====== 提示文
ウ 更生相談所の長は、補装具の給付判定を行うに当たつて、更生相談所に専任の医師又は適切な検査設備の置かれていないときは、法第一五条第一項に基づく指定医又は法第一九条の二第一項に基づく更生医療指定医療機関において当該医療を主として担当する医師の中から関係医学会等の意見に基づいて選定した専門医に医学的判定を委嘱すること。
(2) 給付の決定等
市町村長は、更生相談所の長の判定に基づいて、又は医学的判定を要しないものについて検討した結果、補装具の給付を決定したときは、速やかに補装具交付・修理券を交付すること。
また、その申請を却下することを決定したときは、速やかに却下決定通知書を発行し、申請者に通知すること。
(3) 型取り、仮合せ
義肢、装具及び座位保持装置の型取り並びに仮合せは、(1)に準じて専門医の指導のもとに実施すること。
(4) 適合判定
ア 更生相談所の長の判定に基づいて製作又は修理された補装具を給付するに際しては、(1)に準じて更生相談所の長による適合判定を受けなければならないこと。
イ 適合判定を行う際は、補装具の給付を受ける者、医師、補装具製作技術者、補装具給付事務に従事する市町村職員(以下「補装具担当職員」という。)及び身体障害者福祉司等の関係者の立会いのもとに実施することが望ましいこと。
ウ 義肢、装具及び座位保持装置の適合判定は、軸位及び切断端とソケットとの適合状況、又は固定、免荷、矯正等装具装着の目的に対する適合状況、安定した姿勢の保持状況、さらに使用材料、工作法、操作法の確実性について検査し、併せて外観、重量及び耐久力について考慮すること。
エ 義肢、装具以外の種目についても、ウに準じて検討し、当該補装具が申請書の使用目的に真に適合しているかどうかを判定すること。
オ 適合判定の結果、当該補装具が申請者に適しないと認められた場合は、製作業者に対し不備な箇所を指摘し改善させた後給付すること。
カ 生理的又は病理的変化により生じた不適合、申請者本人の過失による破損、取扱不良のために生じた不適合等を除き、給付後三か月以内に生じた破損、不適合は、製作業者の責任において改善させること。
(5) 装着訓練及び実施観察
ア 市町村長は、更生相談所の長と連絡して、随時、装着訓練に必要な計画を立て実施すること。
============
====== 掲載一覧
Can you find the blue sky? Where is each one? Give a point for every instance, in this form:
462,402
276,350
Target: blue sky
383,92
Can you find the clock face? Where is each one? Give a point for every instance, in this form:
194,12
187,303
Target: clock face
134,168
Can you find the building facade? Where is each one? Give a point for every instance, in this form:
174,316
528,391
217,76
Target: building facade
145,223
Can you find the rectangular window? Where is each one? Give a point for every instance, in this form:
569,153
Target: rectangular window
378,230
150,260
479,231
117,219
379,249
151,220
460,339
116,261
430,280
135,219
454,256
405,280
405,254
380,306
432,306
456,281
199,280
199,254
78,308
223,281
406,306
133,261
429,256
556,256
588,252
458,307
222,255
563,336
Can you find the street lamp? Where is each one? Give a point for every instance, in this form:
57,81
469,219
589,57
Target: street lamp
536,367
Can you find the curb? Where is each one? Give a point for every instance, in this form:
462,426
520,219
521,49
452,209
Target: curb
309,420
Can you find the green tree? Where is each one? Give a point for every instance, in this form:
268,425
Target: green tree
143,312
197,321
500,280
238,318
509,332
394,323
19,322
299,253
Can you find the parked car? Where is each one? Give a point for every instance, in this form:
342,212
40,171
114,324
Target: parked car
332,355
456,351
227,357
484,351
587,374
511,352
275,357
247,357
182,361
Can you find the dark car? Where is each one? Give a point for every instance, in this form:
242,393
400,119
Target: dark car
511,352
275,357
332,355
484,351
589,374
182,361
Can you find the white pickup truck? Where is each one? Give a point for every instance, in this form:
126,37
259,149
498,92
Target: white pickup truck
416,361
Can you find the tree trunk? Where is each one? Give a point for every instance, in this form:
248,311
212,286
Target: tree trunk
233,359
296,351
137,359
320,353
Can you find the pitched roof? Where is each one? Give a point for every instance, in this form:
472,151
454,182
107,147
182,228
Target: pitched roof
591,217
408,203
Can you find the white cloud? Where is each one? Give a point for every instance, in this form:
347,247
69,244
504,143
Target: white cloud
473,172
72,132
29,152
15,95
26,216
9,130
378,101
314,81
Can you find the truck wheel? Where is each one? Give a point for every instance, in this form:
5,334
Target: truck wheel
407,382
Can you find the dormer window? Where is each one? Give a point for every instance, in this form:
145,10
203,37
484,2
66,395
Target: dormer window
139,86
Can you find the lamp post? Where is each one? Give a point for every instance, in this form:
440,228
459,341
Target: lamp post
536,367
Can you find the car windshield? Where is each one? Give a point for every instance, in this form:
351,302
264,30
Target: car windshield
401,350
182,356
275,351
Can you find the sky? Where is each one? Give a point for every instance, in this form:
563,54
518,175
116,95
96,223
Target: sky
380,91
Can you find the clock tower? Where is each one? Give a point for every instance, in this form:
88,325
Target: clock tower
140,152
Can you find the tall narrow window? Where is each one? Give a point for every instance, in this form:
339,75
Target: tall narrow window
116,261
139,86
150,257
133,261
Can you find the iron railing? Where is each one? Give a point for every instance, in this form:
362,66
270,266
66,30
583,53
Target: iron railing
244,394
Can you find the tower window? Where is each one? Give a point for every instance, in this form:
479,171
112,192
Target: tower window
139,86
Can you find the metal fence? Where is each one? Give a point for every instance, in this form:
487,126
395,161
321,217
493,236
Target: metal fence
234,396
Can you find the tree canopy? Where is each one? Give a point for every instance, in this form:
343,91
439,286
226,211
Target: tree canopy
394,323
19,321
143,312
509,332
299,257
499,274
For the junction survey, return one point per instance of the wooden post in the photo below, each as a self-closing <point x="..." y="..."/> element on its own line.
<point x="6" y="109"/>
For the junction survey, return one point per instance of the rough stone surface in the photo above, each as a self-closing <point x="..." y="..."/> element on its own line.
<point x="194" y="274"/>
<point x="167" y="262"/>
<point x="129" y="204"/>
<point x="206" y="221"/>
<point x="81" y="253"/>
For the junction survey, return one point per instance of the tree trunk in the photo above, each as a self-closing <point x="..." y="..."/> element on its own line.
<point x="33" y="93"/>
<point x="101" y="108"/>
============
課題:
A – 補装具給付に関する提示文では、給付後何か月以内に生じた破損や不適合を製作業者の責任で改善させるとされていますか。
B – 補装具給付に関する提示文を、最後の文の後から書き継ぎなさい。

解答:
A – 給付後三か月以内です。

B –
イ 装着訓練に際しては、補装具の装着について熟達した者をモデルとして専門医の指導のもとに実施指導を行うことが効果的であるので、実施に当たっては留意されたいこと。
ウ 市町村長は、給付した補装具について常に補装具担当職員、身体障害者福祉司等にその装用状況を観察させ、装着訓練を必要とする者を発見した場合は、速やかに適切な訓練を施すよう留意すること。
(6) 一括交付の取扱いについて
市町村長は、ストマ用装具は補装具交付券をもって、補聴器用電池、人工喉頭用電池、断端袋及び歩行補助つえ用先ゴムは補装具修理券をもって、次により一括交付することができること。
この場合、法第三八条による費用徴収に係る負担能力の認定は、補装具交付券又は補装具修理券一枚に記載された数量に相当する費用額について行うこと。
ア ストマ用装具
(ア) 補装具交付券一枚により二か月分を交付すること。
(イ) 補装具交付券は、申請一回につき二枚まで一括交付できるものであること。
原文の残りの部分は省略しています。